Required task>
Copy every record below exactly.

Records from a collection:
######

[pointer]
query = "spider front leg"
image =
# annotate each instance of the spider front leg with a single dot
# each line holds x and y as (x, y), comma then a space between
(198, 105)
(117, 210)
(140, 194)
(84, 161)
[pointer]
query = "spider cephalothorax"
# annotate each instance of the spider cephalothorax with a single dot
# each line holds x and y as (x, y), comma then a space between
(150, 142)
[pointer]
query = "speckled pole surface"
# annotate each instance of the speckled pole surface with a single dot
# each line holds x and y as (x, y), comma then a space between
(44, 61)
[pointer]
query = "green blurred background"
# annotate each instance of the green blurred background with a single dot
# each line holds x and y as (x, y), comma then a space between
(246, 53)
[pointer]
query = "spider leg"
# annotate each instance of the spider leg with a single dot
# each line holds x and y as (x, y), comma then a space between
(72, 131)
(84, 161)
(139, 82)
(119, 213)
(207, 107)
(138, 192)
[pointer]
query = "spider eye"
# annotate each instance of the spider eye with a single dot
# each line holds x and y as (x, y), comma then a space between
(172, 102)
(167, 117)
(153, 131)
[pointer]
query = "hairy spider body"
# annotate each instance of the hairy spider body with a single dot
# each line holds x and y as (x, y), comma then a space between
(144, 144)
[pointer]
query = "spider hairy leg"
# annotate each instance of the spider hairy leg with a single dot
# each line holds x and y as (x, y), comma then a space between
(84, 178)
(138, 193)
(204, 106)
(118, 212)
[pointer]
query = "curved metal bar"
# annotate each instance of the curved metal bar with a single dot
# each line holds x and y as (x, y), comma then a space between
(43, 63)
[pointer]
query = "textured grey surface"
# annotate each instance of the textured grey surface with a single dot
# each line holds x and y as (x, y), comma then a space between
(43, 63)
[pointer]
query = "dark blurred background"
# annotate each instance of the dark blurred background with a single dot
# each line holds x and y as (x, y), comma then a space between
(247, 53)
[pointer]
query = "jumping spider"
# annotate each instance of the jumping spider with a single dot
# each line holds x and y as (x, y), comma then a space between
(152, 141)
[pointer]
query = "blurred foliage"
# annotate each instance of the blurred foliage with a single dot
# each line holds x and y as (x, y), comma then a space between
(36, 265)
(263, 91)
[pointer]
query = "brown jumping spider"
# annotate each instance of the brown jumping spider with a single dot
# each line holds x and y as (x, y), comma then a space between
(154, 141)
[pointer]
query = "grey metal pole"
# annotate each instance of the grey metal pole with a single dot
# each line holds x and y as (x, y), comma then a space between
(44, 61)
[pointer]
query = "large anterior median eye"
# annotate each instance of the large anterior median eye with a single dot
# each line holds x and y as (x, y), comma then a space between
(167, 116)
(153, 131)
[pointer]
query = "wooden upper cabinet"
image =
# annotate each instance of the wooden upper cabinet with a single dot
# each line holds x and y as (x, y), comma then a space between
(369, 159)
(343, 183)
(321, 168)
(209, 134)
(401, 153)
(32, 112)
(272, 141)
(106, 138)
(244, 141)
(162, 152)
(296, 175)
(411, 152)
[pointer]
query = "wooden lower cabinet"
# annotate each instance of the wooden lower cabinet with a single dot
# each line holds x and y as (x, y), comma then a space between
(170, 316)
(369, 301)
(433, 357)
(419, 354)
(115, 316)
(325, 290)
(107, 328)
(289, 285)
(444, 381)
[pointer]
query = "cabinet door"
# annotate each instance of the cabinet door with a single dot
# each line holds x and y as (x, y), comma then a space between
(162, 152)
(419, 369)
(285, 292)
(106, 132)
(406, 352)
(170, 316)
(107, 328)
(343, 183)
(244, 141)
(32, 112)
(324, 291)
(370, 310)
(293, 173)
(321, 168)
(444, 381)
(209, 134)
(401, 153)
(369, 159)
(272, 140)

######

The answer>
[pointer]
query = "spider front leg"
image =
# annotate each instance of the spider front leg with a single dot
# each line holds x and y as (x, y), comma then a space between
(198, 105)
(117, 210)
(140, 194)
(84, 161)
[pointer]
query = "spider cephalothorax"
# annotate each instance of the spider cephalothorax with a single dot
# each line holds x and y as (x, y), comma then a space between
(150, 142)
[pointer]
query = "speckled pole surface"
# annotate each instance of the speckled pole surface with a single dot
# each line holds x and y as (x, y), comma then a space between
(44, 61)
[pointer]
query = "green blurred background"
# annotate each instance of the green blurred background with a single dot
# each line holds x and y as (x, y), comma then a space between
(246, 53)
[pointer]
query = "spider leg"
# annotate each instance of the spider leg with a single dot
# each line holds x and y as (x, y), comma then a space between
(72, 131)
(84, 161)
(139, 82)
(119, 213)
(207, 107)
(138, 192)
[pointer]
query = "spider eye"
# annotate each instance of the spider eye with a single dot
# each line holds x and y as (x, y), comma then a space between
(172, 102)
(167, 117)
(153, 131)
[pointer]
query = "hairy spider body"
# annotate each instance of the hairy spider body with a single dot
# each line holds x and y as (x, y), comma then a space between
(144, 144)
[pointer]
query = "spider hairy leg"
# annotate each instance of the spider hairy leg with a single dot
# each line holds x and y as (x, y), comma then a space between
(84, 178)
(138, 193)
(204, 106)
(118, 212)
[pointer]
query = "curved metal bar"
# annotate each instance of the curved metal bar with a single dot
# each line holds x and y as (x, y), comma then a space between
(43, 63)
[pointer]
query = "textured grey surface"
# annotate each instance of the textured grey surface with a single dot
# each line holds x and y as (x, y), comma then a space between
(43, 63)
[pointer]
query = "dark blurred background"
# annotate each instance of the dark blurred background with a single dot
# each line holds x and y as (x, y), comma then a space between
(247, 53)
[pointer]
query = "jumping spider"
# annotate each instance of the jumping spider with a single dot
# each line holds x and y as (x, y), comma then a space between
(152, 141)
[pointer]
query = "blurred foliage"
# annotate each instance of the blurred foliage with a single dot
# each line holds x and y as (x, y), comma then a space between
(36, 265)
(263, 91)
[pointer]
query = "brown jumping spider"
# annotate each instance of the brown jumping spider with a single dot
# each line holds x and y as (x, y), comma then a space between
(154, 141)
[pointer]
query = "grey metal pole"
# annotate each instance of the grey metal pole with a single dot
# each line holds x and y as (x, y), comma then a space between
(44, 61)
[pointer]
query = "large anterior median eye"
# annotate each instance of the large anterior median eye with a single dot
# each line holds x and y as (x, y), comma then a space between
(167, 116)
(153, 131)
[pointer]
query = "wooden upper cabinet"
image =
# annotate each instance of the wooden upper cabinet with a single dot
# each line holds x and y as (x, y), comma then a space between
(369, 159)
(343, 183)
(321, 168)
(209, 134)
(401, 153)
(32, 112)
(272, 141)
(106, 138)
(244, 141)
(162, 152)
(296, 175)
(411, 152)
[pointer]
query = "wooden lower cabinet"
# annotate each instance of the wooden lower cabinet with a single dot
# each line holds x and y as (x, y), comma then a space between
(170, 316)
(369, 301)
(433, 357)
(419, 354)
(115, 316)
(325, 290)
(107, 328)
(289, 285)
(444, 381)
[pointer]
query = "cabinet door"
# annotate each instance of the cabinet door with a single dot
# each line holds x and y as (x, y), comma then a space between
(162, 152)
(419, 369)
(285, 292)
(106, 132)
(406, 352)
(170, 316)
(107, 328)
(343, 183)
(244, 141)
(32, 112)
(324, 291)
(370, 310)
(293, 173)
(321, 168)
(444, 381)
(209, 134)
(401, 153)
(369, 159)
(272, 140)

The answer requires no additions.